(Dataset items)

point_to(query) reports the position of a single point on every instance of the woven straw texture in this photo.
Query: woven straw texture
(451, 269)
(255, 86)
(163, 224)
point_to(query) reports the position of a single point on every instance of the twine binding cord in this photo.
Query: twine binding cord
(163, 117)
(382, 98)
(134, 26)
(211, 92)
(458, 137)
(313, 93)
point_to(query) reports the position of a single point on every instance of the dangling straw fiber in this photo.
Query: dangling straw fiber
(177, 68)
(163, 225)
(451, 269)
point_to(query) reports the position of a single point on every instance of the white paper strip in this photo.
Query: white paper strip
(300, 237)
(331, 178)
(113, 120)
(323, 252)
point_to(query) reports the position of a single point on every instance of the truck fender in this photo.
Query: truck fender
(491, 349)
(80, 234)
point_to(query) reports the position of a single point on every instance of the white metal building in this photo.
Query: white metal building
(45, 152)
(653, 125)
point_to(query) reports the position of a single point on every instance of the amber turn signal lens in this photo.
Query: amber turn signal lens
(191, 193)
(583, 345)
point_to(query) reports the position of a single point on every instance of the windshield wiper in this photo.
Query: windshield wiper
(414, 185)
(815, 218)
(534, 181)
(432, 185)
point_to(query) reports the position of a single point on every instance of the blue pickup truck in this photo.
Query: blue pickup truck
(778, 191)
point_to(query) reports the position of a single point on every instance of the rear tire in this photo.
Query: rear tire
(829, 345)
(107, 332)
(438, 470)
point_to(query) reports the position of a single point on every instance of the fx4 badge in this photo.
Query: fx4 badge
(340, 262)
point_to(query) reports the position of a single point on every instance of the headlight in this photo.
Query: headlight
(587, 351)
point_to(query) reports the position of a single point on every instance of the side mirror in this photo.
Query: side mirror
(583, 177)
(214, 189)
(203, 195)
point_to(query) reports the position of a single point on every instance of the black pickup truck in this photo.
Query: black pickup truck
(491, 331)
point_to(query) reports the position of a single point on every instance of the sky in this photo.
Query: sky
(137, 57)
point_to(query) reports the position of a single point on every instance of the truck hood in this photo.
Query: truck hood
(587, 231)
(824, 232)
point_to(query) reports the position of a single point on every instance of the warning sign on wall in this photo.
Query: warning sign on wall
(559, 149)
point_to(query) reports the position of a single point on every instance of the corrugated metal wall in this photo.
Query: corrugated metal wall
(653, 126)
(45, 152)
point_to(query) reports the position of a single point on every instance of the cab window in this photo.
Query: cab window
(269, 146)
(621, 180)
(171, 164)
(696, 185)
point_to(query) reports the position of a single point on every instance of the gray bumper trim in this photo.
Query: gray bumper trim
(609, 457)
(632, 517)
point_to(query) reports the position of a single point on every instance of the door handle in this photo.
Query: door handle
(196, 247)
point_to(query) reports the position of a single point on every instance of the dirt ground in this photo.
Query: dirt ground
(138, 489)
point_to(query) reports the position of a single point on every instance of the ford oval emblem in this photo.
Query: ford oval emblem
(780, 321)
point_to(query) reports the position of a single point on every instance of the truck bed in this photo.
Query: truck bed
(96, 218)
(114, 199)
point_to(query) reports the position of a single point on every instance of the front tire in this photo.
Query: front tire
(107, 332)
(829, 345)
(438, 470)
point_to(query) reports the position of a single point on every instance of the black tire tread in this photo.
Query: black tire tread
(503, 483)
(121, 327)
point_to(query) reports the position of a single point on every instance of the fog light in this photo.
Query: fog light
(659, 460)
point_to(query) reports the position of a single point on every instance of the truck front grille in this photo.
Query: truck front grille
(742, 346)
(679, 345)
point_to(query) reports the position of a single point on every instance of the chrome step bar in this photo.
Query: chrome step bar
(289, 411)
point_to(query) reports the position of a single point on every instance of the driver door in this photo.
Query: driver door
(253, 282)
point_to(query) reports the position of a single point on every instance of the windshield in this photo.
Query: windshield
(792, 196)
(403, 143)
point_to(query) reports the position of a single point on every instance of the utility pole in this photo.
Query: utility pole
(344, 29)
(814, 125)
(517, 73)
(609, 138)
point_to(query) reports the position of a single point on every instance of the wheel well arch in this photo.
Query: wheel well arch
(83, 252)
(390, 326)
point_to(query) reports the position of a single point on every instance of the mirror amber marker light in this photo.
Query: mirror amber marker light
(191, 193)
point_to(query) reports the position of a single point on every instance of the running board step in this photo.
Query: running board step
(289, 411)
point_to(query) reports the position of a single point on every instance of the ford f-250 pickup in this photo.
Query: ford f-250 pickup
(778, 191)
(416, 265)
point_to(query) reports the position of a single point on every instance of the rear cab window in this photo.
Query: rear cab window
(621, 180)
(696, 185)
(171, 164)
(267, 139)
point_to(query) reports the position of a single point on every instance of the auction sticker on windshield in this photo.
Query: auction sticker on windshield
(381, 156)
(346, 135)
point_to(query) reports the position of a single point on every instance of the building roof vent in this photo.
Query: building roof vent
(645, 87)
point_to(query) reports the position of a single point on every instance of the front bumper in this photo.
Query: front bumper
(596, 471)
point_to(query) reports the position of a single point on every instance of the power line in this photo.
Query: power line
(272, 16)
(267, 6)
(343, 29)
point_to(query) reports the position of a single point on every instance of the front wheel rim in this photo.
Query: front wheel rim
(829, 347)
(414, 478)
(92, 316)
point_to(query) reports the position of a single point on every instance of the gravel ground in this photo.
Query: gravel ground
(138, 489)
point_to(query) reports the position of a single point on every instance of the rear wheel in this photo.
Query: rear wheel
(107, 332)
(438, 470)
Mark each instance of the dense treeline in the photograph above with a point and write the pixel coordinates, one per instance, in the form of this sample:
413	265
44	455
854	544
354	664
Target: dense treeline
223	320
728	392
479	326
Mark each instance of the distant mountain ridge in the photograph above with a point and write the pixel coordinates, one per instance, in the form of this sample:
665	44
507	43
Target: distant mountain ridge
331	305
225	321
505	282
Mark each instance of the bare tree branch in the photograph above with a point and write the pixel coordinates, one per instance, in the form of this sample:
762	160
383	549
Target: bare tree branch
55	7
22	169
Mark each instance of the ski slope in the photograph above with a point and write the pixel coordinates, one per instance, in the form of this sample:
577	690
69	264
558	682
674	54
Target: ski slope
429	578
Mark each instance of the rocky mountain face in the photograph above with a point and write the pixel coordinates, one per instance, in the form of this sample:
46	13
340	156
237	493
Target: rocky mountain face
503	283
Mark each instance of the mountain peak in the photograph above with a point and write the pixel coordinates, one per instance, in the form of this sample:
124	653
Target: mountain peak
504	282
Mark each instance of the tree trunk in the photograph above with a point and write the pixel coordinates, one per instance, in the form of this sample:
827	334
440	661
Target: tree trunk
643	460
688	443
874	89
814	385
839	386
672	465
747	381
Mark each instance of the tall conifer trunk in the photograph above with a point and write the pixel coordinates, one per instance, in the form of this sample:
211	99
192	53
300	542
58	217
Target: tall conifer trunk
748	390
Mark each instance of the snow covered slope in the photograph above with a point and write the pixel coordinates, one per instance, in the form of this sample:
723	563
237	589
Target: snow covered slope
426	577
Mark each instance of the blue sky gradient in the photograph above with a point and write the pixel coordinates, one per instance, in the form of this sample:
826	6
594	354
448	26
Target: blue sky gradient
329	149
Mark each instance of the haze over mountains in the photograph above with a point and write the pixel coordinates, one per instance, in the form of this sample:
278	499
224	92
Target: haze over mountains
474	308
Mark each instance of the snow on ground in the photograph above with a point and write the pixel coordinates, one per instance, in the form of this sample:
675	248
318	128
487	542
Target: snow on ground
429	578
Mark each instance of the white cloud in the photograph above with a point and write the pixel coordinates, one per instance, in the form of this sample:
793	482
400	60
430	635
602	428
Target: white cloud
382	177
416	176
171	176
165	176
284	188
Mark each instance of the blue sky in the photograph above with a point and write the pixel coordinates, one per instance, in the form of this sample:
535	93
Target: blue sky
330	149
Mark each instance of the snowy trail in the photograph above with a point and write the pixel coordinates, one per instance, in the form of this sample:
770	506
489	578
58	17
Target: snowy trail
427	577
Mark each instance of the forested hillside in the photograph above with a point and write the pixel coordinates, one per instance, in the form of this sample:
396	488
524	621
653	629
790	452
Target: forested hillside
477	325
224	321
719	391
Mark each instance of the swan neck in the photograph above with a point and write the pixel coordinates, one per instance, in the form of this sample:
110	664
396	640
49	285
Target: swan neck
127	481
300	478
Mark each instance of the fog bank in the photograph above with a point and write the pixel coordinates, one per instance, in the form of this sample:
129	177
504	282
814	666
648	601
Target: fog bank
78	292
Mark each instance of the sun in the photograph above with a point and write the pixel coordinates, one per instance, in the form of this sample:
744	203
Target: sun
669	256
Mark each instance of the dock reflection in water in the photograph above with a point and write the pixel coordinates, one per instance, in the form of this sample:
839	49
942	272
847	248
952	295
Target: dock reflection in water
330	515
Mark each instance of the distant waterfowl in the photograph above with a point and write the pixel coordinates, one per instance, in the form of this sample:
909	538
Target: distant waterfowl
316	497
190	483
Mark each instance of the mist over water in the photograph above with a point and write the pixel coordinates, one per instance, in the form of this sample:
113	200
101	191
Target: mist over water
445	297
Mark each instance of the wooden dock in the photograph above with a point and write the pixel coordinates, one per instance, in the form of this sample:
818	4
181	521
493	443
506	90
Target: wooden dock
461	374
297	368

How to complete this task: The answer is the records above restated word for word from their opening line through the line that holds "cord in this photo.", both included, and nothing else.

Finished task:
point_to(query) reports the position of a single point on every instance of the woven straw texture in this photo.
Query: woven straw texture
(451, 269)
(255, 86)
(163, 224)
point_to(query) reports the position of a single point on every instance of the twine binding cord in this photo.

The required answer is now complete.